* [Source material]:

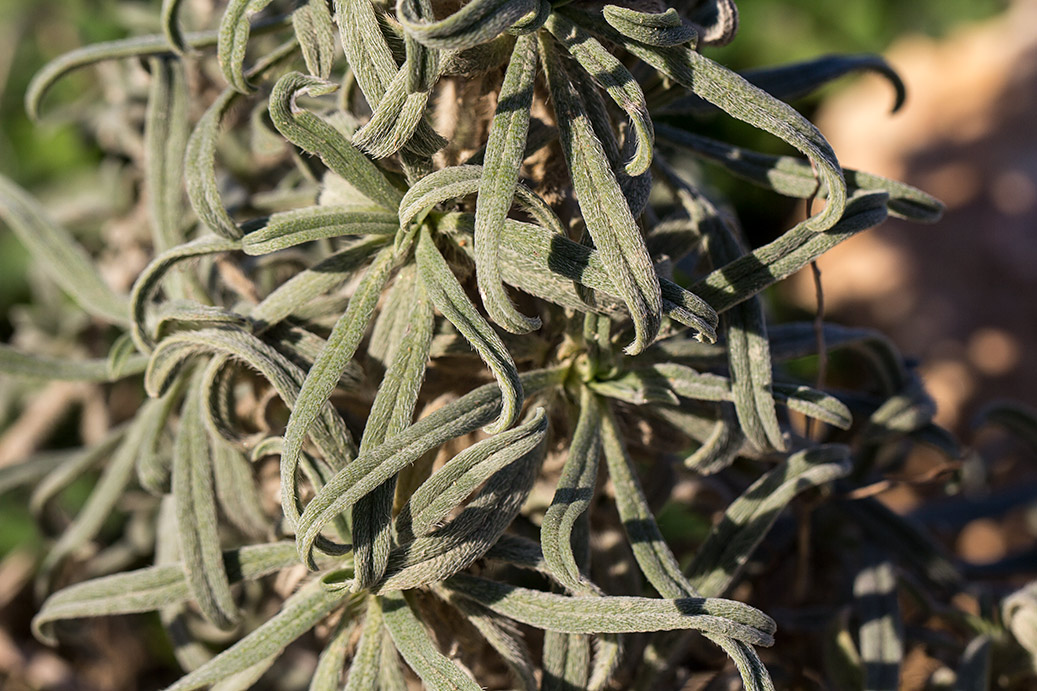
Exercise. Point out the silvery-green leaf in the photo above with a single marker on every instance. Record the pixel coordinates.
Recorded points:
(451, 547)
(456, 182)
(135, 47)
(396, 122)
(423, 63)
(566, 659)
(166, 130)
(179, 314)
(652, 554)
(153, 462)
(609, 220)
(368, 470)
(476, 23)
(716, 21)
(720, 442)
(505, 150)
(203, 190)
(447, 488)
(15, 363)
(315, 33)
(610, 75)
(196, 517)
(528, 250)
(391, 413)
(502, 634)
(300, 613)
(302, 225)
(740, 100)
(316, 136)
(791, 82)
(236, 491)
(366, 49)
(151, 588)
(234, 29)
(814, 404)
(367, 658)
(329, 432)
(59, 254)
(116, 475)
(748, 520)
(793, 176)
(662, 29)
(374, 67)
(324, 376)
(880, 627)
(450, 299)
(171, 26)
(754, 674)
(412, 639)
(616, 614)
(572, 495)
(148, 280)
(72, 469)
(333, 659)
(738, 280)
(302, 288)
...
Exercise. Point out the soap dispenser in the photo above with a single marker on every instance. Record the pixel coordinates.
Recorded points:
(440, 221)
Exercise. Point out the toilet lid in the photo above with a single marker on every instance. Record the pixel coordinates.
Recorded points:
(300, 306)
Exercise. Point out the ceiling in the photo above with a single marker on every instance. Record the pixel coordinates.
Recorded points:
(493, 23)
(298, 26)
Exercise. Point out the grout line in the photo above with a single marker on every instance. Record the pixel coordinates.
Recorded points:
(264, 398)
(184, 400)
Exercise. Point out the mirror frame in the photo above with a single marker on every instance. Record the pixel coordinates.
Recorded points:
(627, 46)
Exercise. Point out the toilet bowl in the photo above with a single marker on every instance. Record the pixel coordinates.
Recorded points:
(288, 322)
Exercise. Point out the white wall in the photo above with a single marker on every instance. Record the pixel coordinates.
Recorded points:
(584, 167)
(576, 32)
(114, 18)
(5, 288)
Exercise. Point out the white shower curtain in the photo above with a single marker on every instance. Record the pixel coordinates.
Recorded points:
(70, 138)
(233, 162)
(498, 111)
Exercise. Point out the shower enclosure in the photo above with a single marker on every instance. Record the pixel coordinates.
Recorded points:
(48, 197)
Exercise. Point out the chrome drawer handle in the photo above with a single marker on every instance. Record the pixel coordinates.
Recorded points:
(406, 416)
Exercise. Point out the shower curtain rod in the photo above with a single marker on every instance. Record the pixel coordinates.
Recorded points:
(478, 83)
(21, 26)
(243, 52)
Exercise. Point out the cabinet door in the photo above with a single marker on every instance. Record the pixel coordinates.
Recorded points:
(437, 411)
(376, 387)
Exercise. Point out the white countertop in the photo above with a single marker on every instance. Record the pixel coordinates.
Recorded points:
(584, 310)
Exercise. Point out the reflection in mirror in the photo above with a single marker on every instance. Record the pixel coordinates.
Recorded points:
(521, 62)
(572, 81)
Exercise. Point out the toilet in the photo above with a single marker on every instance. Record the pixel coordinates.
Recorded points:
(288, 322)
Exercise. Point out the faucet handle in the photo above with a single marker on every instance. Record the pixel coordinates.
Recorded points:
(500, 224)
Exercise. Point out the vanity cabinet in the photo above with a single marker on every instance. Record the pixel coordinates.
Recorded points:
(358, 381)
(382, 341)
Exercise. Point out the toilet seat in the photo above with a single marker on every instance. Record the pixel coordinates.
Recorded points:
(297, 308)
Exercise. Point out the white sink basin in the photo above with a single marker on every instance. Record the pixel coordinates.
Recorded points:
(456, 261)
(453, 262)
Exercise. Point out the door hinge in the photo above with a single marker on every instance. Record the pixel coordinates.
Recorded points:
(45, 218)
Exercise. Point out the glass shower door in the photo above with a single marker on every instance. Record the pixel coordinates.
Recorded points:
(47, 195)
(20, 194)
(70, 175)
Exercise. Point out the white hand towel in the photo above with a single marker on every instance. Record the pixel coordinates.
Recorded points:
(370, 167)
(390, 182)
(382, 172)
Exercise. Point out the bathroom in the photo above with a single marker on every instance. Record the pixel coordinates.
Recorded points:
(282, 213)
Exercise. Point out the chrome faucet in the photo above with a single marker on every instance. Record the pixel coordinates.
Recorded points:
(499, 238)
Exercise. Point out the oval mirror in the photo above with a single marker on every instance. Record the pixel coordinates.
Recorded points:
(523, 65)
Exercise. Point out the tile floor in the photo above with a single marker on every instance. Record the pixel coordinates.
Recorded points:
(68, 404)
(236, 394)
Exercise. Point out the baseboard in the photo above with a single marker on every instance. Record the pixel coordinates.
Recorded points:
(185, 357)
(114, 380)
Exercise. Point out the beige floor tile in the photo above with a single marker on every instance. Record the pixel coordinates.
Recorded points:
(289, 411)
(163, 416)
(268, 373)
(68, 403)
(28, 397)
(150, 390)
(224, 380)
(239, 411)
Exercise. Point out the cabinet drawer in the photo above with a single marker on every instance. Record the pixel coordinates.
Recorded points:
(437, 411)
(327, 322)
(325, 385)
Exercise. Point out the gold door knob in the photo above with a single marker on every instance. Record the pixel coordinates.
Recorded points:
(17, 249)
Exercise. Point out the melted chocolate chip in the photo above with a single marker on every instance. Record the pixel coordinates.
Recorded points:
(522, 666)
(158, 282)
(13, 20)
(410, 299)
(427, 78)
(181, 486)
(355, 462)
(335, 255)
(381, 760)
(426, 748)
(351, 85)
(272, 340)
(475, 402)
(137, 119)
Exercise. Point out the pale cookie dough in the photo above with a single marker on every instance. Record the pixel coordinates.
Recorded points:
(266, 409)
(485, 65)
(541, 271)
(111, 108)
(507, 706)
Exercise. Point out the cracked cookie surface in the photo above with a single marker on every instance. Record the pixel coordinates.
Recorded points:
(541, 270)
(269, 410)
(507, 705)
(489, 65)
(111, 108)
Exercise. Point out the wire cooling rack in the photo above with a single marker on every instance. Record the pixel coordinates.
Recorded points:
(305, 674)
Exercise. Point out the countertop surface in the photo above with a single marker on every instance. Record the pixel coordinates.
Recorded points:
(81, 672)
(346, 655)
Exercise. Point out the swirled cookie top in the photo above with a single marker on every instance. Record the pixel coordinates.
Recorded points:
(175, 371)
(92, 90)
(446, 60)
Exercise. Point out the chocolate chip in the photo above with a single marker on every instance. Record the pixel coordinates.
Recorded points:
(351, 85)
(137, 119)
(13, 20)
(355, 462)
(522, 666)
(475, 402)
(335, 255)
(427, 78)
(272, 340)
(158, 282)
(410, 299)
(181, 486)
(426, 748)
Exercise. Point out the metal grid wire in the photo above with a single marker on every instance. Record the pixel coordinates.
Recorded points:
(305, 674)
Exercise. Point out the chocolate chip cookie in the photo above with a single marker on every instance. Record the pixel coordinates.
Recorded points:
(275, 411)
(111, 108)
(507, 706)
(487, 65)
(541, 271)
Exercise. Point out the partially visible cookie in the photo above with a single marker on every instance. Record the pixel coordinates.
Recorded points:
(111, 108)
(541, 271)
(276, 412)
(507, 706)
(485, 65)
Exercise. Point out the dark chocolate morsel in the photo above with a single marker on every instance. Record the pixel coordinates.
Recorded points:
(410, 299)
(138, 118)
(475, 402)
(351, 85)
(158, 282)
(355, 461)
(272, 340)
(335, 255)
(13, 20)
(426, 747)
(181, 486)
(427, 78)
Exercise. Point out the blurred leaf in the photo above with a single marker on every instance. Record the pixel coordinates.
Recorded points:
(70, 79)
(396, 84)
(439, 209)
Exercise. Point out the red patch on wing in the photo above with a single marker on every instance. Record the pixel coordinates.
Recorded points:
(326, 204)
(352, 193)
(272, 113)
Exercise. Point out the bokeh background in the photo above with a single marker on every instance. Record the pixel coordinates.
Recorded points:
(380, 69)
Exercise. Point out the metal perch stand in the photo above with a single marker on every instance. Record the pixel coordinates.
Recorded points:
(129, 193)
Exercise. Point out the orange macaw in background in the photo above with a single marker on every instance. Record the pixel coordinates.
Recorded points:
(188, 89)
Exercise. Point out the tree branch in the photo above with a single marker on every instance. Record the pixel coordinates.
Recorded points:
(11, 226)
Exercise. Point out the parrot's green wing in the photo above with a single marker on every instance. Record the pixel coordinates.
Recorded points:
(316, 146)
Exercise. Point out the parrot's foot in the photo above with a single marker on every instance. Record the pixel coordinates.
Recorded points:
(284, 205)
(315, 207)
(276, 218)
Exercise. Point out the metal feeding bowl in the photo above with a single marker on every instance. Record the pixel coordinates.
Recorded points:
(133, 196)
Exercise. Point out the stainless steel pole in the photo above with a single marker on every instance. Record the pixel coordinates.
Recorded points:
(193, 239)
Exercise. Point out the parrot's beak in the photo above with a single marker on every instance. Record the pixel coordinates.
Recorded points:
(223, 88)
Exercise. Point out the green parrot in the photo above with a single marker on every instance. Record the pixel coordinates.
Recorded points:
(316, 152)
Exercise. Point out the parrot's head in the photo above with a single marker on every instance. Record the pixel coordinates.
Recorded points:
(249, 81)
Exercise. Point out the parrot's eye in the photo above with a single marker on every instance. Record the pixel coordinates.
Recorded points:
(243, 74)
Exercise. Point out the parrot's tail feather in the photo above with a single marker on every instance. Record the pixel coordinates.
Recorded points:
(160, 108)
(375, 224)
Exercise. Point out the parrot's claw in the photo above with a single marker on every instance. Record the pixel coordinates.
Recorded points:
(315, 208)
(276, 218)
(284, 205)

* [Exercise prompt]: From the records above, extract exactly and only the lines that begin at the line with "Exercise. Point out the cracked" and stop after the line with "Exercise. Point out the countertop".

* [Output of the task]:
Exercise. Point out the cracked cookie surface in the photo above with a single marker on every instance. Record the pixel coordinates.
Recorded points:
(541, 270)
(269, 410)
(507, 705)
(489, 65)
(111, 108)
Exercise. Point out the wire cooling rack in the photo above with a single marker on every instance. Record the pixel coordinates.
Recorded points:
(305, 674)
Exercise. Point out the countertop surface in the photo above with a single marker on every instance. Record the pixel coordinates.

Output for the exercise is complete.